Please reproduce the data exactly, excluding any pictures it contains.

[SOURCE DATA — start]

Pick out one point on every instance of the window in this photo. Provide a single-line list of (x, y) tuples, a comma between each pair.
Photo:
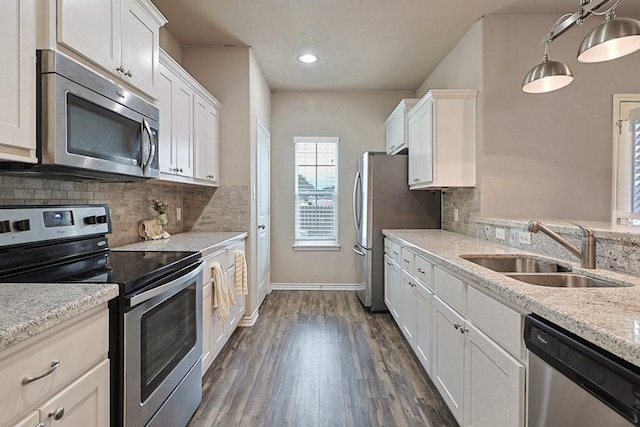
[(316, 192)]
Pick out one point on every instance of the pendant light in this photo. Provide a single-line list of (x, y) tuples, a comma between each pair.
[(614, 38), (547, 76)]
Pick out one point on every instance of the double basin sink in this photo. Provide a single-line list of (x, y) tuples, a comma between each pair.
[(537, 272)]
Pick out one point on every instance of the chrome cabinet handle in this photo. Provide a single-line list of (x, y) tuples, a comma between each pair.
[(54, 365), (57, 414)]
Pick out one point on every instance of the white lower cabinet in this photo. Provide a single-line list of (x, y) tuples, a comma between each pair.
[(424, 326), (468, 342), (408, 313), (494, 383), (448, 360), (215, 331)]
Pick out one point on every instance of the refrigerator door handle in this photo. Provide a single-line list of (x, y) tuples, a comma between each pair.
[(358, 251), (355, 190)]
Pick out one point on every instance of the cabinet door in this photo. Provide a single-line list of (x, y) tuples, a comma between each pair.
[(448, 357), (167, 150), (388, 278), (415, 145), (183, 124), (206, 140), (424, 324), (18, 88), (425, 154), (92, 29), (32, 420), (408, 314), (494, 384), (140, 47), (85, 402), (396, 292), (207, 335)]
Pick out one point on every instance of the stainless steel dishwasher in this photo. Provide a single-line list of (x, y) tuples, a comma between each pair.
[(574, 383)]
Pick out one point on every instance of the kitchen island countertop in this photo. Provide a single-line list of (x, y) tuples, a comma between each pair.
[(607, 317), (29, 308)]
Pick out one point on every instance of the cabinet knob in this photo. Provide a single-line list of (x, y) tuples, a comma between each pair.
[(57, 414)]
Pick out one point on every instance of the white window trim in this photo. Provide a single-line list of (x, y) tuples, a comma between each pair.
[(319, 245)]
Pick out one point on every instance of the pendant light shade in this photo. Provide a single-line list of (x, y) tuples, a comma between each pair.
[(547, 77), (614, 38)]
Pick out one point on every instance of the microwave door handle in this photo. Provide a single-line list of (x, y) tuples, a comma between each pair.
[(152, 147)]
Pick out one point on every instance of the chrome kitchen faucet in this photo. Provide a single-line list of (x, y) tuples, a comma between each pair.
[(587, 253)]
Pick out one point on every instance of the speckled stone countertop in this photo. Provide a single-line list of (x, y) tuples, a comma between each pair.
[(28, 309), (206, 243), (607, 317)]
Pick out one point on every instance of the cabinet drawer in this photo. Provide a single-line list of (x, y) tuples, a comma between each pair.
[(407, 258), (231, 253), (221, 257), (423, 270), (76, 347), (502, 324), (450, 289)]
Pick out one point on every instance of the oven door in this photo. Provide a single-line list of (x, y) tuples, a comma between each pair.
[(162, 342), (82, 129)]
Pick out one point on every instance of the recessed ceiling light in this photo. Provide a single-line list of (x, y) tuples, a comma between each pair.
[(308, 58)]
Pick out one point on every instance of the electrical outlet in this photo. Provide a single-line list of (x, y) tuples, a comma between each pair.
[(524, 238)]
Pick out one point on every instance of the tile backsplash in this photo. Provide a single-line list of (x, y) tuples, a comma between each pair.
[(128, 202)]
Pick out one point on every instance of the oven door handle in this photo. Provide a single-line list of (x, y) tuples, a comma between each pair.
[(181, 282)]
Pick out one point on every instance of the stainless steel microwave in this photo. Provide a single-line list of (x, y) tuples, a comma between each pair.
[(90, 127)]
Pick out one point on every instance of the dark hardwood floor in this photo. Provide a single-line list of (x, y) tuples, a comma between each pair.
[(317, 358)]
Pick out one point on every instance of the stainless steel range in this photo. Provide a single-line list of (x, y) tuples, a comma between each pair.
[(155, 330)]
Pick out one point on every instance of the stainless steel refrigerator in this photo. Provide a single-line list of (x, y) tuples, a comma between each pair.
[(382, 199)]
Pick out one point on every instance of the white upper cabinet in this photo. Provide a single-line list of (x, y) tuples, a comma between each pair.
[(18, 88), (397, 128), (120, 36), (442, 140), (207, 139), (189, 127)]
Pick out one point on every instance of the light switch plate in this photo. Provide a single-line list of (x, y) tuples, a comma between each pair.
[(524, 238)]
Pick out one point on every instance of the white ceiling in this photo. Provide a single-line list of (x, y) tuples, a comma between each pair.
[(362, 44)]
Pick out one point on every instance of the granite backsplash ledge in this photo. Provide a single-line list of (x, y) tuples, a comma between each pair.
[(617, 248), (203, 208)]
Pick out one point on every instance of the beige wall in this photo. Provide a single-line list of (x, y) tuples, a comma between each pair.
[(234, 77), (546, 155), (357, 118)]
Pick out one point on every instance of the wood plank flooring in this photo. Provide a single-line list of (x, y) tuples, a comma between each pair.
[(317, 358)]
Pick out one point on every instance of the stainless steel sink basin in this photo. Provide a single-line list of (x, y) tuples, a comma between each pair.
[(562, 280), (515, 264)]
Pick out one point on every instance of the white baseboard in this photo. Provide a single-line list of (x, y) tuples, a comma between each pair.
[(315, 286), (249, 320)]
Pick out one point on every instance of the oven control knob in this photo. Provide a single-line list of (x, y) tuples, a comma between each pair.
[(22, 225)]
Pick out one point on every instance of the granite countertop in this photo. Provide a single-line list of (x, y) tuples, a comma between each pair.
[(28, 309), (607, 317), (206, 243)]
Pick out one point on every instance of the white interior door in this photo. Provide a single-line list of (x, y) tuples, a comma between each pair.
[(264, 220)]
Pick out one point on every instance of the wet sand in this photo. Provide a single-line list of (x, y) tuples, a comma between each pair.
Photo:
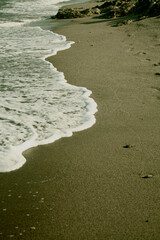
[(90, 186)]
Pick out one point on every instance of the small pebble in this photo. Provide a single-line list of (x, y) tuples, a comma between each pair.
[(147, 176), (33, 228), (128, 146)]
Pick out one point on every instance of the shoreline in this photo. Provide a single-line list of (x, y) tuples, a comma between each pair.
[(89, 186)]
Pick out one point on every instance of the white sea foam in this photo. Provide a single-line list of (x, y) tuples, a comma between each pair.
[(37, 105)]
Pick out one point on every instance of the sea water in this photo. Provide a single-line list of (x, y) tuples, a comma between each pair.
[(37, 105)]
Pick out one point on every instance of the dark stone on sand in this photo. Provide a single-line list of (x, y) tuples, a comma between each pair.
[(128, 146), (147, 176)]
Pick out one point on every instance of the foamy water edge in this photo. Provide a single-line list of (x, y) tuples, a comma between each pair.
[(17, 160)]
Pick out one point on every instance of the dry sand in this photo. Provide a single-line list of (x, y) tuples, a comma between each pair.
[(89, 186)]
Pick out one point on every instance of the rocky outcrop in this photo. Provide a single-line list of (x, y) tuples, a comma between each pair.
[(67, 13), (114, 9)]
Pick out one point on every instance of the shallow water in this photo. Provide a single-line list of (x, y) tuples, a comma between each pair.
[(37, 105)]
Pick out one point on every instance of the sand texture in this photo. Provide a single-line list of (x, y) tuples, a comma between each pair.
[(90, 186)]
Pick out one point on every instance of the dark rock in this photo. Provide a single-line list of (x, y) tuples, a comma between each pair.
[(128, 146), (147, 176), (67, 13)]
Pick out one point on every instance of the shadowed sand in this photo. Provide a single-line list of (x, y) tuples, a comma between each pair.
[(90, 186)]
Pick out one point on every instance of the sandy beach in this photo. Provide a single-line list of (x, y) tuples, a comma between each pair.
[(102, 183)]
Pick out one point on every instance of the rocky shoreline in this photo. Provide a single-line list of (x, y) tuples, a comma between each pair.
[(113, 9)]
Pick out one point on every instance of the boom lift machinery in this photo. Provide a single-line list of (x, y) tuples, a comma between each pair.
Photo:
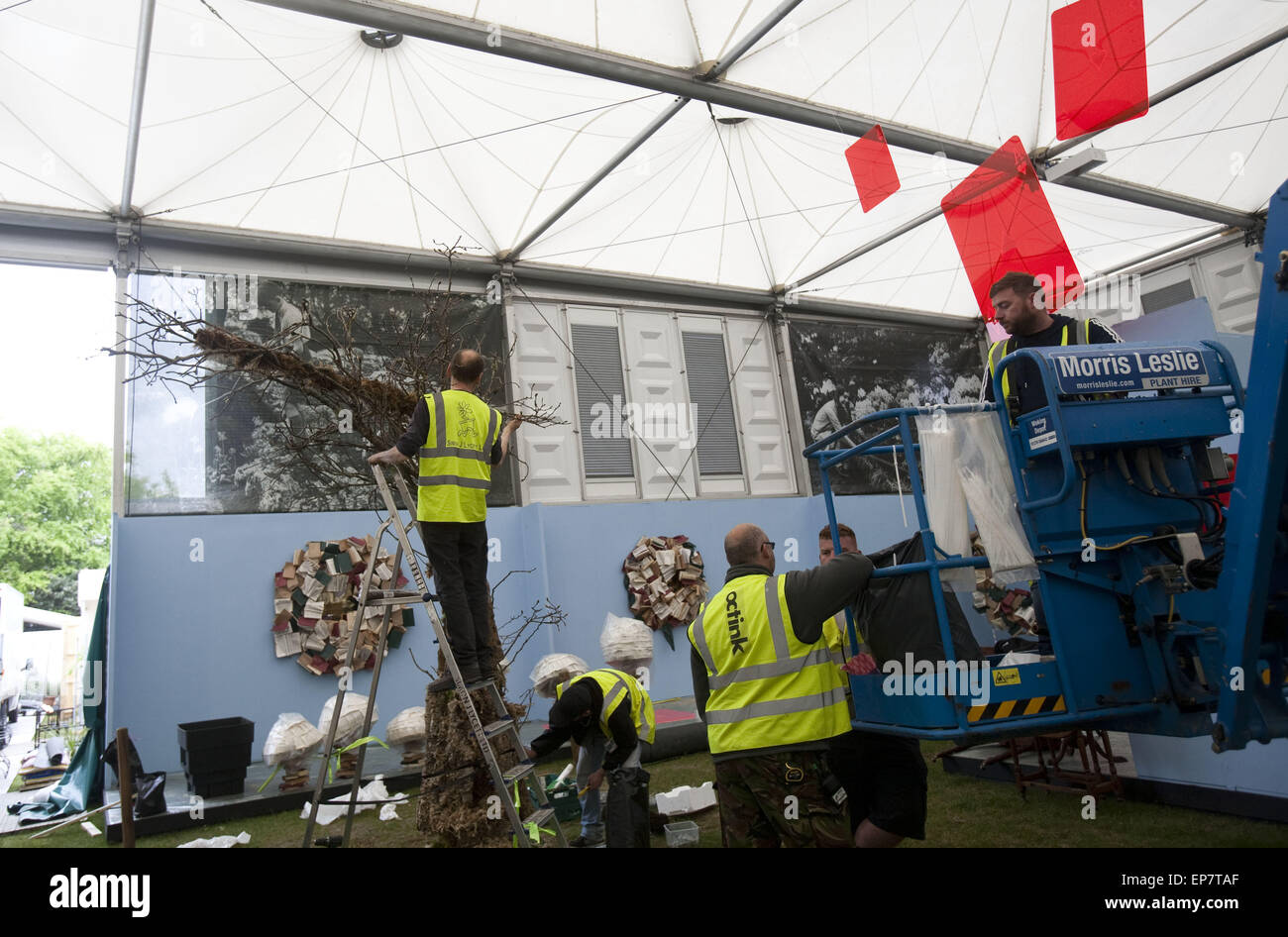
[(1166, 610)]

[SOURCE DATA — finish]

◆ **ANSWER**
Pick out one point on every instance of the window in this photo. Provide a single-line list of (x, y) tuples, a comma between each pair.
Photo:
[(316, 192)]
Pick out one point on every instance of the pendant light in this photo. Provide a single-line list of (x, y) tuples, a comma between each pair.
[(614, 38), (547, 76)]
Pick out one point on every instance of the double basin sink in this photo. Provide a single-line list of (x, y) tuples, a comma between each pair.
[(537, 272)]
Pick out one point on every instance of the chrome cabinet handle in this photo. Provide a single-line list of (x, y) tuples, a comma between each pair.
[(54, 365), (57, 414)]
Pick out one point on every instance of the white lower cabinet in this photo. Provide a single-line list of (x, y) tuples, a comma between each pair.
[(424, 326), (468, 342), (408, 313), (494, 383), (448, 360), (215, 331)]
Pick out one point on every instance of the refrigerator door handle in this photo. Provide a single-line list of (x, y) tuples, a comma between each pair.
[(358, 251), (355, 190)]
Pick out one point on every instance of the cabinet door in this photo. Provide a single-line list of (x, y) tuples, a comma between each pair.
[(448, 357), (167, 150), (388, 278), (415, 145), (183, 124), (206, 140), (424, 324), (18, 88), (425, 154), (92, 29), (32, 420), (408, 314), (494, 384), (140, 47), (85, 402), (396, 292), (207, 335)]
Pick out one point on every instance of the stainless steel dishwasher in this photo. Provide a single-line list of (x, y) tuples, a comma between each pair.
[(574, 383)]
Pick out one point on every instance of the kitchen island countertop in this photo. Provide a single-line list of (x, y) tuples, a comma between each pair.
[(607, 317), (29, 308)]
Pick out one point on every instance of the cabinet knob in this photo. Provide a single-line list of (x, y) tuples, a comma between each pair.
[(57, 414)]
Pick out one point on every instance of the white window trim in this photo. Provide a single-line list of (x, y) tuples, a comma between each pair.
[(319, 245)]
Pick out one point on every instance of the pendant light shade in this photo. Provide a single-line list of (x, y) tuples, a comma between each pair.
[(547, 77), (614, 38)]
Pick out one point on every instance of the microwave door handle in this photo. Provide a single-line list of (x, y) tuples, a comma between each pair.
[(152, 147)]
Pick out one point on every instance of the chrome kitchen faucet in this photo. Provide a single-line list of (x, y) tuples, a comma between each pair.
[(587, 253)]
Pick out one point on every instance of the speckled stone countertop in this photo. Provide a single-line list of (x, y) tuples, a comma between each pair.
[(28, 309), (206, 243), (607, 317)]
Pick out one point on every instance of the cabinet drawer in this photo. Provide a single-line list of (x, y) tuples, a comma between each pair.
[(407, 258), (231, 253), (221, 257), (423, 270), (76, 347), (502, 324), (450, 289)]
Pick out one point on every instance of the oven door in this photo. Provide a single-line list of (x, y) tuples, a comma between each pair.
[(162, 342), (82, 129)]
Pick out one point on every instance of the recessed ceiling light in this photo. Provide a single-line list of (x, y) tuples, a comma between each pair.
[(308, 58)]
Pick out one point on every instance of the electrical outlet in this photo. Provide a single-line list of (x, y) tuples, a comma between each pair.
[(524, 238)]
Pick out one point on every instance of the tile backsplash in this photo. Provide a single-line list of (x, y) tuples, a comma between each pair.
[(128, 202)]
Pick out one point on every instance of the oven door handle in this photo. Provide a single-line list of (x, y) tuples, a comma between each pair.
[(181, 282)]
Pick out one point on every instance of the stainless steel microwave in this photo. Provide a single-line list of (x, y) tuples, a comma between each pair.
[(90, 127)]
Pick out one point on every instance of the dark hardwood floor in this photo. Provide a single-line list of (x, y) tuples, a comma between each pair.
[(317, 358)]
Pick out one point on every instance of the stainless steel range in this photo. Provide a single-line list of (x, y) tuples, a comma between each pair.
[(155, 330)]
Pick out one point on every instance of the stainless steel refrigerator in this photo. Provide a single-line list of (x, y) tuples, a comma between each pair.
[(382, 199)]
Pick out one point on every instance of the white upper cabinet in this photo. Provide a single-line list of (x, y) tuples, a comma between each pair.
[(18, 88), (397, 128), (120, 36), (442, 140), (207, 139), (189, 127)]
Pick out one point on every instance of the light switch plate in this photo. Provide a single-line list of (x, y) tuples, a comma between each pair.
[(524, 238)]
Pick out one point on every instance of the white ceiling in this photo. Provide a single-line list of (x, y) tuples, a comma between each pair.
[(362, 44)]
Pick out one point on every instance of the granite backsplash ledge in this photo. Provide a single-line list of (x, y) tuples, a comma between each pair.
[(617, 248), (203, 208)]
Pick out one point on every instance of the beige wall in this photo. Provide a single-line list of (x, y) tuples, a comma between each pair.
[(234, 77), (546, 155), (357, 118)]
Pick out one point on every instance of the wood plank flooring in this photo. Provide a single-line list of (x, y) tuples, a comma between each pair.
[(317, 358)]
Pick out one point on every instance of the stainless steel sink basin in this photo. Provide a single-line list of (x, y) tuples, a comma between each pair.
[(562, 280), (515, 264)]
Pick out one point on every instance of the white baseboard in this photo. Provide a single-line list of (x, y) tuples, a comma between each pair.
[(315, 286), (249, 320)]
Pick out one point on every instance of the oven control knob in this photo. Provide a single-line list of (x, y) tuples, a comma between each pair.
[(22, 225)]
Pick out one point on every instance of the granite countertop in this photo. Provide a single-line list of (x, y) tuples, a comma between each pair.
[(28, 309), (607, 317), (206, 243)]
Pick out one point on every instance of the white interior door in this photo. Provide a single-line list of (x, y) tuples, a comma between each pair.
[(264, 220)]
Pick out one point on every instance of the wet sand in this photo. Provide a single-line list of (x, y) tuples, a comma between each pair.
Photo:
[(90, 186)]
Pick out one point on every instance of the small pebble in this photo. Provide a single-line list of (x, y) tuples, a comma between each pair.
[(147, 176), (33, 228), (128, 146)]
Pick out one point on every instance of the shoreline in this photo. Provide a single-line list of (x, y) tuples, a comma between each pair.
[(89, 186)]
Pick out one point on every instance of the white sea foam in this photo. Provide a single-line list of (x, y) tuples, a comma between each pair.
[(37, 105)]
Pick out one point on every instance of the sea water in this photo. Provide a single-line list of (x, y) tuples, a comma between each pair.
[(37, 105)]
Pick out one point on every instance of the dark stone on sand in this photo. Provide a single-line list of (x, y) tuples, a comma between each pair.
[(128, 146), (147, 176)]
Pick out one point on every instance of the foamy water edge in this photo. Provide a single-line list of (x, y) tuples, a comma between each pair.
[(17, 160)]
Pick out one point on every instance of the dry sand in this photo. Provide a single-line list of (x, y) tuples, a comma between each pair.
[(89, 186)]
Pick out one point on every instance of the rocky outcrop in this photo. Provide a single-line list of (x, y) tuples, a comma between each pair.
[(67, 13), (114, 9)]
Pick out one point on every instance of the shallow water in this photo. Provide a single-line list of (x, y) tuples, a comma between each pair.
[(37, 105)]
Pick out one point on every instance of the sand texture in this photo. Provide a single-line list of (x, y) tuples, a comma between each pair.
[(90, 186)]
Pick out one point on every instance of the dark rock in this photo. Provide a single-line list of (x, y) tuples, a comma between each pair.
[(128, 146), (147, 176), (67, 13)]
Pick out one point on every instance of the shadowed sand in this photo. Provide a single-line list of (x, y) tuples, a comma between each pair.
[(90, 186)]
Pick out one point on every instance of the sandy beach in this photo. Provide a single-line list of (x, y) tuples, a comma between each pair.
[(102, 183)]
Pick out one point on every instance of the rocky shoreline in this photo. Provide a single-line list of (x, y) tuples, a comma between each pair.
[(113, 9)]
Pick out one point on every instance of the boom lift machinery in this photo. Provide a single-line list of (x, y) tuples, a comma between each pair.
Photo:
[(1166, 610)]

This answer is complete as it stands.